_EXERCISE:_
Reproduce the portion of the records below that opens with the line containing "As documented, this system finds the sunlit" and closes with the line containing "left=0, top=1, right=500, bottom=280", switching "sunlit grass" to "shaded grass". Leave everything else in those lines unchanged.

* start *

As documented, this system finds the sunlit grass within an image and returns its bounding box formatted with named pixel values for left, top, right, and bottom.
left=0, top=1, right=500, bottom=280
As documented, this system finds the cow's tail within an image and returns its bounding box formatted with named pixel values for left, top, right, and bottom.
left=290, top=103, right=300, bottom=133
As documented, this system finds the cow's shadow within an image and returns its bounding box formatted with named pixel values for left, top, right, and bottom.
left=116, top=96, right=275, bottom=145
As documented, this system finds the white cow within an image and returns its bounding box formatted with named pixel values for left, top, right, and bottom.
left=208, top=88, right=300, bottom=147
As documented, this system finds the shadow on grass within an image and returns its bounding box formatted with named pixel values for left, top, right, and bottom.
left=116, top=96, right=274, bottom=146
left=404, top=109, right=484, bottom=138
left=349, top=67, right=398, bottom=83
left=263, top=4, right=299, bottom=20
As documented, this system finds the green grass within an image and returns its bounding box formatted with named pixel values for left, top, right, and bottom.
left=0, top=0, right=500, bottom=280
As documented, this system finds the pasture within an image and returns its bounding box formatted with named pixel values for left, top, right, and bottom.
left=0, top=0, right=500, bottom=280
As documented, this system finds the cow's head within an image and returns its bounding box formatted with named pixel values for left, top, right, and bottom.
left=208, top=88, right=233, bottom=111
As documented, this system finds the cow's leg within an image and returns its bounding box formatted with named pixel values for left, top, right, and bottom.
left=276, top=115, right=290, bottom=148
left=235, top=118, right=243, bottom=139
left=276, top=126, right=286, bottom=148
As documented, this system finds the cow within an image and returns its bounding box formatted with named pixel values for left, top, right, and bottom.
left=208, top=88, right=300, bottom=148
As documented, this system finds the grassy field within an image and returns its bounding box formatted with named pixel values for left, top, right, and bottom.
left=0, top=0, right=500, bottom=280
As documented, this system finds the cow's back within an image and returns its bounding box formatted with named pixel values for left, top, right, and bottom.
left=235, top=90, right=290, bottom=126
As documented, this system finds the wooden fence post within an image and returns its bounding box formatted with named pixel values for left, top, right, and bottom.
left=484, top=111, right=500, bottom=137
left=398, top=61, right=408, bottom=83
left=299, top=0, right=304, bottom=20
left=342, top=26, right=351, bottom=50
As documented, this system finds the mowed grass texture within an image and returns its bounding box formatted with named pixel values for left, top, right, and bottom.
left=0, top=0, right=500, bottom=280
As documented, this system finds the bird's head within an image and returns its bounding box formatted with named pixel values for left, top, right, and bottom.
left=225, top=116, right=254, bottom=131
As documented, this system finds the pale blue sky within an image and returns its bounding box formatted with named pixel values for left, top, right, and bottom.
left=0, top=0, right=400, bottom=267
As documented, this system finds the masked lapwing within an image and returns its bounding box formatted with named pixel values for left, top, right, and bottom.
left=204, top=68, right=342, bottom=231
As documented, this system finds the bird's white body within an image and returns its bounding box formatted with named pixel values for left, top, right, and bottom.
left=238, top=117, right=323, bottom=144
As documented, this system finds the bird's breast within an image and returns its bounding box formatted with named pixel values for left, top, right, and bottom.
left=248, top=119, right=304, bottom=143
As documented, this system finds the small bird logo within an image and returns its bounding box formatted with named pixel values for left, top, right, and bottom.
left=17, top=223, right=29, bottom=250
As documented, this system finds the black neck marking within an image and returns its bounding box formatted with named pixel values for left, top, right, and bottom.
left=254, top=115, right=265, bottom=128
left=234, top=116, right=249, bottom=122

* end *
* start *

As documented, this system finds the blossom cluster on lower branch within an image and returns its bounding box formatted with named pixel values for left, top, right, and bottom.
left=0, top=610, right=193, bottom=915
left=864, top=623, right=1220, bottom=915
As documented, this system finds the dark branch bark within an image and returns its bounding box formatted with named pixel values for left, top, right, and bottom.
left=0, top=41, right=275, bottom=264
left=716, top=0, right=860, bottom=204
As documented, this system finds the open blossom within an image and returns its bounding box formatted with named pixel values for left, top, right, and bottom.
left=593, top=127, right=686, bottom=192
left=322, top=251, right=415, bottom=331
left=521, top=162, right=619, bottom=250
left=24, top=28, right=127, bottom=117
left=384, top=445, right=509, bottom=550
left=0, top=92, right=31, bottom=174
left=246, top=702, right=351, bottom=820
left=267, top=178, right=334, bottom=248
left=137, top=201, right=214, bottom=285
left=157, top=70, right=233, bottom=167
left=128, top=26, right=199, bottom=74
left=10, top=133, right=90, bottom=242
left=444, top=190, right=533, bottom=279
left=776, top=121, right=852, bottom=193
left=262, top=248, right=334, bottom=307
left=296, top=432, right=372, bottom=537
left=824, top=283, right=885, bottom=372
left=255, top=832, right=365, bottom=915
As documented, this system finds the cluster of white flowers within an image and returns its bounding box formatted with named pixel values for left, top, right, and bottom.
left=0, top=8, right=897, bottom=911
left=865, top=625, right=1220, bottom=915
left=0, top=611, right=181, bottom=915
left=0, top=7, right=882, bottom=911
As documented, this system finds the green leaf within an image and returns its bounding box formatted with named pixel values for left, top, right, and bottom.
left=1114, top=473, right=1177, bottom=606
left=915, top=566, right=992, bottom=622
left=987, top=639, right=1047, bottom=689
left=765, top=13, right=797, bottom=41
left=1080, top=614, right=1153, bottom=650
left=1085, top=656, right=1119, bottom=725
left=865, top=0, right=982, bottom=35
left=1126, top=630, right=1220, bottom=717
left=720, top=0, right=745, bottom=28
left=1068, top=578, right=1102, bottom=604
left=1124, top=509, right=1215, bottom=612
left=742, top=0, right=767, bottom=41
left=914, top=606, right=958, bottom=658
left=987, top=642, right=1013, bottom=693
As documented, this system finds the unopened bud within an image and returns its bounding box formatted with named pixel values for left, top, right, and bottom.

* end *

_REPLY:_
As documented, this system finds the shaded grass within an image and returns its bounding box formatted with named pixel values for left, top, right, and bottom.
left=0, top=1, right=500, bottom=280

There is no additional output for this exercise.